- _Source material_
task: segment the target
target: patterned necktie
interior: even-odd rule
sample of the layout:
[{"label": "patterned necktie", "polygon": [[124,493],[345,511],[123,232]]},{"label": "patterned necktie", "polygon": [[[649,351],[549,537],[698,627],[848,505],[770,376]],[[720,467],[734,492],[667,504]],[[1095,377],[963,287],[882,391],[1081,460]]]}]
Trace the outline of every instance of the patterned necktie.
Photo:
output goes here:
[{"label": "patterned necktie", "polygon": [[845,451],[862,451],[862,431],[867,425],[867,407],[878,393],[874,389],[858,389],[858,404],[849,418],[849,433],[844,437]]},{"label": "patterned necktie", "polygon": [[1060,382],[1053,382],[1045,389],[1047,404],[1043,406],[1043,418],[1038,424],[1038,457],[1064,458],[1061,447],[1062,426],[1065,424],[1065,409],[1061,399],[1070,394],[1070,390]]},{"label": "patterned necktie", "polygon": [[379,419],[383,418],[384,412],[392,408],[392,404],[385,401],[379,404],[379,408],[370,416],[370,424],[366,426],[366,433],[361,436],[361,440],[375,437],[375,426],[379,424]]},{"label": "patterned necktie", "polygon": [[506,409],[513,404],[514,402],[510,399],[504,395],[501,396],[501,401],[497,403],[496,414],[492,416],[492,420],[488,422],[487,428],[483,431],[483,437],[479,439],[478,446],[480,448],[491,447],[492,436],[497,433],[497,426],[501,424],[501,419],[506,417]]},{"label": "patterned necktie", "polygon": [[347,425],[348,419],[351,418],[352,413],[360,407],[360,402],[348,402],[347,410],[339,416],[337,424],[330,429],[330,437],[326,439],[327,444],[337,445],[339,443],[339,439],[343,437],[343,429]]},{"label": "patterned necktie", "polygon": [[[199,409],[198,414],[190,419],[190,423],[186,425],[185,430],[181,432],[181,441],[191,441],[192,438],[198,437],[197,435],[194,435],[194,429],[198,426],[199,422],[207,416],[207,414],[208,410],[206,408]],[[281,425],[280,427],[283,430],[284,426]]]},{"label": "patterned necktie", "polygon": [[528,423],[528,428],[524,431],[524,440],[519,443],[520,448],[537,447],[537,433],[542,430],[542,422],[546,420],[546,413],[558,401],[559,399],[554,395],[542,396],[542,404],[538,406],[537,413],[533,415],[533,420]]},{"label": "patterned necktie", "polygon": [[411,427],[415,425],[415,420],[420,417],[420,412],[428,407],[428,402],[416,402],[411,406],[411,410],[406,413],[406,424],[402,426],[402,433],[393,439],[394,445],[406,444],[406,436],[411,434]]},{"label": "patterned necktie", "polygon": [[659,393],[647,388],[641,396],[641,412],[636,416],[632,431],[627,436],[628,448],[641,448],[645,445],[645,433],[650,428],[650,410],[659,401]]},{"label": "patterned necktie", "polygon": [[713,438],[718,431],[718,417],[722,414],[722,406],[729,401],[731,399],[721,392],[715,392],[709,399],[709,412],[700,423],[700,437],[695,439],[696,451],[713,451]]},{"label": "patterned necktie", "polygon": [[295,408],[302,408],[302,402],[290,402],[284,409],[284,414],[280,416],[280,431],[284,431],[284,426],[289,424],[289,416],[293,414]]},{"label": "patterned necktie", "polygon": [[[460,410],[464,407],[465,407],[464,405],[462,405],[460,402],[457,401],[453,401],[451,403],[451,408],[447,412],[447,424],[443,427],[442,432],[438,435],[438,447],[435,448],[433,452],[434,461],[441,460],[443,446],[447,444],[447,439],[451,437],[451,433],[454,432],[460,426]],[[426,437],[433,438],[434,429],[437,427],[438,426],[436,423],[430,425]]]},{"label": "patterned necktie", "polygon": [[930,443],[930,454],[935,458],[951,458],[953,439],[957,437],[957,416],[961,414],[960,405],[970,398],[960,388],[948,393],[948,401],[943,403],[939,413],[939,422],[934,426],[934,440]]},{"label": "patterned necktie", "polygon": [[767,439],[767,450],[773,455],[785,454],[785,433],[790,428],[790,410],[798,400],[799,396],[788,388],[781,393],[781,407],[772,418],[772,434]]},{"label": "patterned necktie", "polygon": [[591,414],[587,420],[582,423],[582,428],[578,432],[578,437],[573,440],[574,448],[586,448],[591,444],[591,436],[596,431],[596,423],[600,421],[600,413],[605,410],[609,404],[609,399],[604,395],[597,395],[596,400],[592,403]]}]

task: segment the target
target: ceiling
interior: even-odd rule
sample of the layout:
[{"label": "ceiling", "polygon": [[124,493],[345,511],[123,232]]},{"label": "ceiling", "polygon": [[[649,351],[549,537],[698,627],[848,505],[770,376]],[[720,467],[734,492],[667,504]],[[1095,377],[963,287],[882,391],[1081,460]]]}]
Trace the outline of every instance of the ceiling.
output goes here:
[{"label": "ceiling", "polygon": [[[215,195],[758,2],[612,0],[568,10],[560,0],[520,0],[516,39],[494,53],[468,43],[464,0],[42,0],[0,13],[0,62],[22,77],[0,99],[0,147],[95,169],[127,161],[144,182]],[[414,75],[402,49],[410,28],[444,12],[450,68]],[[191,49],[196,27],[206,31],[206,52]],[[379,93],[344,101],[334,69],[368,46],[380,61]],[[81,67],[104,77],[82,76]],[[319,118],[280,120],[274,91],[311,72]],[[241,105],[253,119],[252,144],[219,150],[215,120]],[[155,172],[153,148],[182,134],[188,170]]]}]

- _Task statement_
The only acceptable answer is the full set of entries, repeated exactly.

- _Exercise result_
task: segment the target
target: patterned necktie
interior: even-odd rule
sample of the layout:
[{"label": "patterned necktie", "polygon": [[124,493],[345,511],[123,232]]},{"label": "patterned necktie", "polygon": [[[649,351],[549,537],[698,627],[848,505],[770,376]],[[720,467],[734,492],[667,504]],[[1095,377],[963,287],[882,391],[1081,460]]]}]
Trace the outline of every instance of the patterned necktie.
Photo:
output goes here:
[{"label": "patterned necktie", "polygon": [[845,451],[862,451],[862,431],[867,425],[867,407],[878,393],[874,389],[858,389],[858,404],[849,418],[849,433],[844,437]]},{"label": "patterned necktie", "polygon": [[1060,382],[1053,382],[1045,389],[1047,404],[1043,406],[1043,418],[1038,424],[1038,457],[1064,458],[1061,447],[1062,426],[1065,424],[1065,409],[1061,399],[1070,394],[1070,390]]},{"label": "patterned necktie", "polygon": [[379,419],[383,418],[384,412],[392,408],[392,404],[385,401],[379,404],[379,408],[370,416],[370,424],[366,426],[366,433],[361,436],[361,440],[375,437],[375,426],[379,424]]},{"label": "patterned necktie", "polygon": [[506,409],[513,404],[514,402],[510,399],[504,395],[501,396],[501,401],[497,403],[496,414],[492,416],[492,420],[488,422],[487,428],[483,431],[483,437],[479,439],[478,446],[480,448],[491,447],[492,436],[497,433],[497,426],[501,424],[501,419],[506,417]]},{"label": "patterned necktie", "polygon": [[347,425],[348,419],[351,418],[352,413],[360,407],[360,402],[348,402],[347,410],[339,416],[337,424],[330,429],[330,437],[326,439],[327,444],[337,445],[339,443],[339,439],[343,437],[343,429]]},{"label": "patterned necktie", "polygon": [[[199,409],[198,414],[190,419],[190,423],[186,425],[185,430],[181,432],[181,441],[191,441],[192,438],[198,437],[197,435],[194,435],[194,429],[198,426],[199,422],[207,416],[207,414],[208,410],[206,408]],[[281,425],[280,427],[283,430],[284,426]]]},{"label": "patterned necktie", "polygon": [[528,423],[528,428],[524,431],[524,440],[519,443],[520,448],[537,447],[537,433],[542,430],[542,422],[546,420],[546,413],[558,401],[559,399],[554,395],[542,396],[542,404],[538,406],[537,413],[533,415],[533,420]]},{"label": "patterned necktie", "polygon": [[411,427],[415,425],[415,420],[420,417],[420,412],[428,407],[428,402],[416,402],[411,406],[411,410],[406,413],[406,424],[402,426],[402,433],[393,439],[394,445],[406,444],[406,436],[411,434]]},{"label": "patterned necktie", "polygon": [[659,393],[647,388],[641,396],[641,412],[636,416],[632,431],[627,436],[628,448],[641,448],[645,445],[645,433],[650,428],[650,410],[659,401]]},{"label": "patterned necktie", "polygon": [[713,438],[718,431],[718,417],[722,414],[722,406],[729,401],[731,399],[721,392],[715,392],[709,399],[709,412],[700,423],[700,437],[695,439],[696,451],[713,451]]},{"label": "patterned necktie", "polygon": [[295,408],[302,408],[302,402],[290,402],[284,409],[284,414],[280,416],[280,431],[284,431],[284,426],[289,424],[289,416],[293,414]]},{"label": "patterned necktie", "polygon": [[[460,410],[464,407],[465,407],[464,405],[462,405],[460,402],[457,401],[453,401],[451,403],[451,408],[447,412],[447,424],[443,427],[442,432],[438,435],[438,447],[435,448],[433,452],[434,461],[441,460],[443,446],[447,444],[447,439],[451,437],[451,433],[454,432],[460,426]],[[426,437],[433,438],[434,429],[437,427],[438,426],[436,423],[430,425]]]},{"label": "patterned necktie", "polygon": [[930,443],[930,454],[935,458],[951,458],[953,439],[957,437],[957,416],[961,414],[960,405],[970,398],[960,388],[948,393],[948,401],[943,403],[939,413],[939,422],[934,426],[934,440]]},{"label": "patterned necktie", "polygon": [[767,439],[767,450],[773,455],[785,454],[785,433],[790,428],[790,410],[798,400],[799,396],[788,388],[781,393],[781,407],[772,418],[772,434]]},{"label": "patterned necktie", "polygon": [[591,414],[587,420],[582,423],[582,428],[578,432],[578,437],[573,440],[574,448],[586,448],[591,444],[591,436],[596,431],[596,423],[600,421],[600,413],[605,410],[609,404],[609,399],[604,395],[597,395],[596,400],[592,403]]}]

task: segment the target
target: ceiling
interior: even-odd rule
sample of the layout:
[{"label": "ceiling", "polygon": [[124,493],[345,511],[123,232]]},{"label": "ceiling", "polygon": [[[649,351],[549,537],[698,627],[848,505],[770,376]],[[720,467],[734,492],[667,504]],[[1095,377],[963,287],[882,391],[1081,460]]]}]
Trace the outline of every instance of the ceiling.
output goes here:
[{"label": "ceiling", "polygon": [[[215,195],[758,2],[612,0],[568,10],[560,0],[520,0],[516,39],[494,53],[468,43],[464,0],[42,0],[0,13],[0,62],[22,77],[0,99],[0,147],[95,169],[127,161],[144,182]],[[414,75],[402,49],[410,28],[444,12],[450,68]],[[191,49],[196,27],[206,31],[206,52]],[[379,93],[344,101],[334,69],[368,46],[380,61]],[[81,67],[104,77],[82,76]],[[319,118],[280,120],[274,91],[311,72]],[[241,105],[253,119],[252,144],[219,150],[215,120]],[[155,172],[153,148],[182,134],[188,170]]]}]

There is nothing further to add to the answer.